Dataset entries
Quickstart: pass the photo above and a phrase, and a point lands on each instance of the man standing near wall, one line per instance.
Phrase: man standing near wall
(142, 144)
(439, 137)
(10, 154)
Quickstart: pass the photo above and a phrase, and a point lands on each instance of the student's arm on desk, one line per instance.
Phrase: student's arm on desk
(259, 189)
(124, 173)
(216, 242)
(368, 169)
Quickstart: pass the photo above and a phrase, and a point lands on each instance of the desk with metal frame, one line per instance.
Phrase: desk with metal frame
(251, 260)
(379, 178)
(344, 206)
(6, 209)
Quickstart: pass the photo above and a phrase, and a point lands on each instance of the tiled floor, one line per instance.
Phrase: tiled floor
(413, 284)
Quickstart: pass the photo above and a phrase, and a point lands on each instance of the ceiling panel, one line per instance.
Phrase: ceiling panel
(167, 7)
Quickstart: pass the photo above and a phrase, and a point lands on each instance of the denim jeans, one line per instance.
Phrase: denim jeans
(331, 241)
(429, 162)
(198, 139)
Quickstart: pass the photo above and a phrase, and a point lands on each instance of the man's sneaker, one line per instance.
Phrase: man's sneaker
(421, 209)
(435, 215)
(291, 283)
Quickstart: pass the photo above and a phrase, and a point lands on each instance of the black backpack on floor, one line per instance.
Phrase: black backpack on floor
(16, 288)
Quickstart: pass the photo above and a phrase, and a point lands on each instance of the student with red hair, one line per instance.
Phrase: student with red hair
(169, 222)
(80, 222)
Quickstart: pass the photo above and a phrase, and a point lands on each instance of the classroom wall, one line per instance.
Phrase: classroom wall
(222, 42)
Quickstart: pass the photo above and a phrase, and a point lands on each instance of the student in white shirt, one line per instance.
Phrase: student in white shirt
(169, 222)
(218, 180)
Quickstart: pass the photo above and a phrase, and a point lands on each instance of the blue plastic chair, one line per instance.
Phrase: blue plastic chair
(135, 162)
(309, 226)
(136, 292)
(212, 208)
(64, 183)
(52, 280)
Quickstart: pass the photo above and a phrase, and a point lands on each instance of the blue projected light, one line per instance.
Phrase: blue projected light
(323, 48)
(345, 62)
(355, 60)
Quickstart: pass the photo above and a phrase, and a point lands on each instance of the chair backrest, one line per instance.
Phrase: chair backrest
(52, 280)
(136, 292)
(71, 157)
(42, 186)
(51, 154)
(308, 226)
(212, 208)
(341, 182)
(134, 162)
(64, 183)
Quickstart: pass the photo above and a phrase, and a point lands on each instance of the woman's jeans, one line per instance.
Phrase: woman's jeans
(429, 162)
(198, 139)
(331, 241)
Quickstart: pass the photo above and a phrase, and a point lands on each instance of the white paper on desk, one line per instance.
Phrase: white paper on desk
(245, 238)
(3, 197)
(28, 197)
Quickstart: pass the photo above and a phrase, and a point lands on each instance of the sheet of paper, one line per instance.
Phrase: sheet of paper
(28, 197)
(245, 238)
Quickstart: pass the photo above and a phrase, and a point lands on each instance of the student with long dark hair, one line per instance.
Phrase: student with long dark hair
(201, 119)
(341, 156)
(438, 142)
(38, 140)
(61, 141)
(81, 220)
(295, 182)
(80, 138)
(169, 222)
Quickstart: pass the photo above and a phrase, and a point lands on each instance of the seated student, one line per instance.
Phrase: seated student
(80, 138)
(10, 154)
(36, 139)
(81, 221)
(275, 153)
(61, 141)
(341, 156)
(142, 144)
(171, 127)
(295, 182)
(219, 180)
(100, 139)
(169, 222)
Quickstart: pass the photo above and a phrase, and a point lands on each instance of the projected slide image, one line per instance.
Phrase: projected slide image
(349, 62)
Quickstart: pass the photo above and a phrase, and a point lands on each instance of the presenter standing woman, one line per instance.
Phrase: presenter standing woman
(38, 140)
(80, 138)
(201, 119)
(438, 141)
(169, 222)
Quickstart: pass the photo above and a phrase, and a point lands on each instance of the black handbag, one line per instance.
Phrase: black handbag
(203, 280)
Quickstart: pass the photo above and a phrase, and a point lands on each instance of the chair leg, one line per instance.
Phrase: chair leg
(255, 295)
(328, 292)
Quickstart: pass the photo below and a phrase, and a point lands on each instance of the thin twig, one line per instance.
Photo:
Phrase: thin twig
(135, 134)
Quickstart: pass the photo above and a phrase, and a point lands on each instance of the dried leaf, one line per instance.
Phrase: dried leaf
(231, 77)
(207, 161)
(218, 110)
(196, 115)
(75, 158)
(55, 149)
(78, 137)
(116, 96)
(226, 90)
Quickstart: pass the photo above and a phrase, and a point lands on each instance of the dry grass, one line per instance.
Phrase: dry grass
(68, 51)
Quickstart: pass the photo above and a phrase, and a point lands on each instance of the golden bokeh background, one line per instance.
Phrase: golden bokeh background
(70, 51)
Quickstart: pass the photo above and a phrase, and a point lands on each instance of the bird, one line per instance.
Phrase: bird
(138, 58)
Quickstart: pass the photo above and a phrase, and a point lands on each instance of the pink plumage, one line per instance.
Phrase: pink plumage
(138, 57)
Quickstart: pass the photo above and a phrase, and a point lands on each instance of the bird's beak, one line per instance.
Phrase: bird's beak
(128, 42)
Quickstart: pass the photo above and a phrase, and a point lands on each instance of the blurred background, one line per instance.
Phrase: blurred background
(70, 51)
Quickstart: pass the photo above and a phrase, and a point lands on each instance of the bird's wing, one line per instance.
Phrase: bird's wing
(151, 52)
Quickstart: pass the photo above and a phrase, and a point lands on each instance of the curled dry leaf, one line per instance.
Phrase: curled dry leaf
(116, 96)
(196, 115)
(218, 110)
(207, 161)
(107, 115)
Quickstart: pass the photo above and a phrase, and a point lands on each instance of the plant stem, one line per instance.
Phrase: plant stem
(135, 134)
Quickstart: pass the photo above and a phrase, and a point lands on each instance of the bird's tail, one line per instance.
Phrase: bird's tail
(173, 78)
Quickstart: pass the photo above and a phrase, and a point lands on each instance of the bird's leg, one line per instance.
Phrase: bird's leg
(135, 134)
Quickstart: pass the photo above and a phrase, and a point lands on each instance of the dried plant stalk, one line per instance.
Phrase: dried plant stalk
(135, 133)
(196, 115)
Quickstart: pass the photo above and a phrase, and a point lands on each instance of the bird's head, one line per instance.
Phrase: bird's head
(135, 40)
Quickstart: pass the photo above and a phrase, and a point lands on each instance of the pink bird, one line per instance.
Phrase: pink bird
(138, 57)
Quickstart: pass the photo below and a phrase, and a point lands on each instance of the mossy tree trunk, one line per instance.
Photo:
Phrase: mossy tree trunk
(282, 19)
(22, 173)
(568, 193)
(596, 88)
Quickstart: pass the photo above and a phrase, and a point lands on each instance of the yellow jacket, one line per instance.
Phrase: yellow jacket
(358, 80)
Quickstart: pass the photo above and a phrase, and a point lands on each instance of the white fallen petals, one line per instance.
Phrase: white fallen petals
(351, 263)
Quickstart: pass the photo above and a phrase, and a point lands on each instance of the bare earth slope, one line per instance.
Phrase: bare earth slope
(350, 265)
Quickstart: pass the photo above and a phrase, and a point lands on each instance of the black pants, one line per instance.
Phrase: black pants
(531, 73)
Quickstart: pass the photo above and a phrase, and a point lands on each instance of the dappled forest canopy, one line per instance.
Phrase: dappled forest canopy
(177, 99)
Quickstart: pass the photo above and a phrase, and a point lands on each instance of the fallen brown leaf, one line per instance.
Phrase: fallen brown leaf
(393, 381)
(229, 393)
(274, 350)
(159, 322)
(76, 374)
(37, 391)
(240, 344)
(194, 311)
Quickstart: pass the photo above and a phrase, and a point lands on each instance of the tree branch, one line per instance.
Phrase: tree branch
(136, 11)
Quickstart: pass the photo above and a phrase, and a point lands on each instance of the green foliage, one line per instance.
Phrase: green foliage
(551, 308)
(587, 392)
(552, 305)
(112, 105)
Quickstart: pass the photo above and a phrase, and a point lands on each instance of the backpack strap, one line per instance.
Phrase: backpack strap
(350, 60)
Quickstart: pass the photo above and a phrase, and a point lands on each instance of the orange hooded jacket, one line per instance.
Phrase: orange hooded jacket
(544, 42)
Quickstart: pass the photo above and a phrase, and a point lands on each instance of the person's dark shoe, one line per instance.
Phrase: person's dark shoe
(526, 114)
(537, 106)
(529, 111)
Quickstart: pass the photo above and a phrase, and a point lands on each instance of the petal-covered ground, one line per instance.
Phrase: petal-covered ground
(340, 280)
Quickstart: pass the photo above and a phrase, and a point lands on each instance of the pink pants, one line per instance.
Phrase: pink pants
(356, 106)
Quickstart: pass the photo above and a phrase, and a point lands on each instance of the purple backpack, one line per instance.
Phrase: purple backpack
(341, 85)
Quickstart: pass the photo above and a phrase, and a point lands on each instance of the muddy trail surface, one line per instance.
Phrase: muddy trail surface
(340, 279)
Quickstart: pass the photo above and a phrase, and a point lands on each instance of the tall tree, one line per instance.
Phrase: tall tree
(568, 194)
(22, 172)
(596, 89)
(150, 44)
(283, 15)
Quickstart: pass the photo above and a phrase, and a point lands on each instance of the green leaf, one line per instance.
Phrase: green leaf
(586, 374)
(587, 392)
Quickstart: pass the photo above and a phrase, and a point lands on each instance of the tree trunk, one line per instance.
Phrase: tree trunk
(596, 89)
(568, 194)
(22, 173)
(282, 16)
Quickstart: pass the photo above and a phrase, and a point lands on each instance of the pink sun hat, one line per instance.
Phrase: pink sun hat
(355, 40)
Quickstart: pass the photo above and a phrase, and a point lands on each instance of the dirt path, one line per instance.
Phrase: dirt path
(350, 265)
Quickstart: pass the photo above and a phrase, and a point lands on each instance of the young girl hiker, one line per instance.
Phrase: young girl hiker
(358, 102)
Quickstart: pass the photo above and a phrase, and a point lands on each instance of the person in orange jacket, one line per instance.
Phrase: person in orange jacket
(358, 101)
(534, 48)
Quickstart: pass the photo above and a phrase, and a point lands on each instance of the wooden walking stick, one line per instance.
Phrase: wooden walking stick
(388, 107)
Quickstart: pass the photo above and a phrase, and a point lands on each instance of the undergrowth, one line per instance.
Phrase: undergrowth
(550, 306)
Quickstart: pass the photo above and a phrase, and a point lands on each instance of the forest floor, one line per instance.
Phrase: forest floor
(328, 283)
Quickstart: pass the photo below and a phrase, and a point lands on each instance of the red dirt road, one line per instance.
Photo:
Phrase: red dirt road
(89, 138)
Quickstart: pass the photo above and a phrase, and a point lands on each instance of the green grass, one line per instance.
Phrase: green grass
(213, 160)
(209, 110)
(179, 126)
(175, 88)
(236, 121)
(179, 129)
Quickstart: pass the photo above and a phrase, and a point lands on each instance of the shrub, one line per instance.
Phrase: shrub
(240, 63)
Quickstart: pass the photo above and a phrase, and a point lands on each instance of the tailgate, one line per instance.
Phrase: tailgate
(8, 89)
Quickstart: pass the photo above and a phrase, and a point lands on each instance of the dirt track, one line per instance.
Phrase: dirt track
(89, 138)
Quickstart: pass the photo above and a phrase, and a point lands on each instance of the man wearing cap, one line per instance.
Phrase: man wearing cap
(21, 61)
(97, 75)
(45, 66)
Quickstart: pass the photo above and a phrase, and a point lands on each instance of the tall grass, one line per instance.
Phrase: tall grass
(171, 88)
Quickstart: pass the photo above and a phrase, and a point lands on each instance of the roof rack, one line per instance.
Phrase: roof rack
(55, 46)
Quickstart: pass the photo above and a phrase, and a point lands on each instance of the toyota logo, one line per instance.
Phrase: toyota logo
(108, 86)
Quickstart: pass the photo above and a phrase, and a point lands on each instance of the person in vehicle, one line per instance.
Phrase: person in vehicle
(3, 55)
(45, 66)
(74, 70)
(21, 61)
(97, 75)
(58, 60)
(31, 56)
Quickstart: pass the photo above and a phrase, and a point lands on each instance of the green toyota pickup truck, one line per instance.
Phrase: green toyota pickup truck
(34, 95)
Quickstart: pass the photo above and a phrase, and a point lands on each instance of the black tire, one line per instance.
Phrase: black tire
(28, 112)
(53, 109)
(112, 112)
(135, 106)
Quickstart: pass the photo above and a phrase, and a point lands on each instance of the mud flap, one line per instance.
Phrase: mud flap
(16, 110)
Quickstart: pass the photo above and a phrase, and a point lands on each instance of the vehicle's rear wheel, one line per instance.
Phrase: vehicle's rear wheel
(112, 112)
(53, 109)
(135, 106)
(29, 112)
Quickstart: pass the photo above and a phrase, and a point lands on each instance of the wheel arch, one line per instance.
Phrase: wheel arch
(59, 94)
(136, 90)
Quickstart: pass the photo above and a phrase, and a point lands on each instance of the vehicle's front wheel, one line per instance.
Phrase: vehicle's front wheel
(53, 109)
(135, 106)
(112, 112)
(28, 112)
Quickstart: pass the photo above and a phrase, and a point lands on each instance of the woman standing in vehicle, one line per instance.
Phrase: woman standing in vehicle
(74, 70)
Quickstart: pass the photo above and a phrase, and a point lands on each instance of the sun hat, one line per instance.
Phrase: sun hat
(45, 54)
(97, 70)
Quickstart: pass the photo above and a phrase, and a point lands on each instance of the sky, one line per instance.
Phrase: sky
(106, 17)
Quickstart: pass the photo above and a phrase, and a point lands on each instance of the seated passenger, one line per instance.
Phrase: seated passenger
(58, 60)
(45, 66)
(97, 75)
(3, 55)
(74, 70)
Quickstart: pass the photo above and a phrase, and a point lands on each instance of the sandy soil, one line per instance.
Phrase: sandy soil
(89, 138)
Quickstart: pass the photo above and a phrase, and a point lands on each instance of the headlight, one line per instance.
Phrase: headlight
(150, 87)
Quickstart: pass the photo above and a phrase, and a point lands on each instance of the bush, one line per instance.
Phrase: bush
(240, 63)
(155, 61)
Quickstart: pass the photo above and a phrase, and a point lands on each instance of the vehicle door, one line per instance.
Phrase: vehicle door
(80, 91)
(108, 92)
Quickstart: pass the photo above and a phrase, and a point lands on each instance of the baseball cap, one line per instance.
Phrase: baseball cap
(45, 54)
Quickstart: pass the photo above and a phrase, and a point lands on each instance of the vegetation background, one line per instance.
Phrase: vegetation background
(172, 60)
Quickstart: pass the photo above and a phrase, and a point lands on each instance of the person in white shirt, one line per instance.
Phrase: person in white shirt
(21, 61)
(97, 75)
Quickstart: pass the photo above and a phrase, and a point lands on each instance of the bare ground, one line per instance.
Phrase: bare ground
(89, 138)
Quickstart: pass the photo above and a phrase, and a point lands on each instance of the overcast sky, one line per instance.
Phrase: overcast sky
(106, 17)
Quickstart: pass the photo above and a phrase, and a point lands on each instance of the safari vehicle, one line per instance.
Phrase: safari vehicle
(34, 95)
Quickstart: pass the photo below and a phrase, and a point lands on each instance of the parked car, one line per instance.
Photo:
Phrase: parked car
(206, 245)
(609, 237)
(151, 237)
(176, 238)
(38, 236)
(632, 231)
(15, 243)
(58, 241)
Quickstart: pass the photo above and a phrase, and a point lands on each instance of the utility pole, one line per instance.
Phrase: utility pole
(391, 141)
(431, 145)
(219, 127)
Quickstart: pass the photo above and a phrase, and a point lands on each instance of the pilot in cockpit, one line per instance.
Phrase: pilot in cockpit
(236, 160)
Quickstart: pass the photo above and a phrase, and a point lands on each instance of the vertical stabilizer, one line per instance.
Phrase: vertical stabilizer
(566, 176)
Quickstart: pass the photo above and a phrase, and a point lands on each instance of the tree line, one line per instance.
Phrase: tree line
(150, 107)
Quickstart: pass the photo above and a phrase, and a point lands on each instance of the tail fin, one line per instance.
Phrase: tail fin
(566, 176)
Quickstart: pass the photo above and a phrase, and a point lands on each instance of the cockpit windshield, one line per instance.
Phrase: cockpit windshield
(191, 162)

### WHAT YOU WILL DO
Lines that contain "below" are to be copied from the records above.

### EXERCISE RESULT
Quickstart: pass the photo below and a phrase, and a point lands on each instance of the thin twig, one line per instance.
Quickstart: pass the photo below and a phrase, and a point lands on each instance of the mossy tree trunk, one line per instance.
Quickstart: pass the photo below and a phrase, and a point lands on each instance of the red dirt road, one line per instance.
Quickstart: pass the photo below and a phrase, and a point lands on each instance of the parked car, one line per instance.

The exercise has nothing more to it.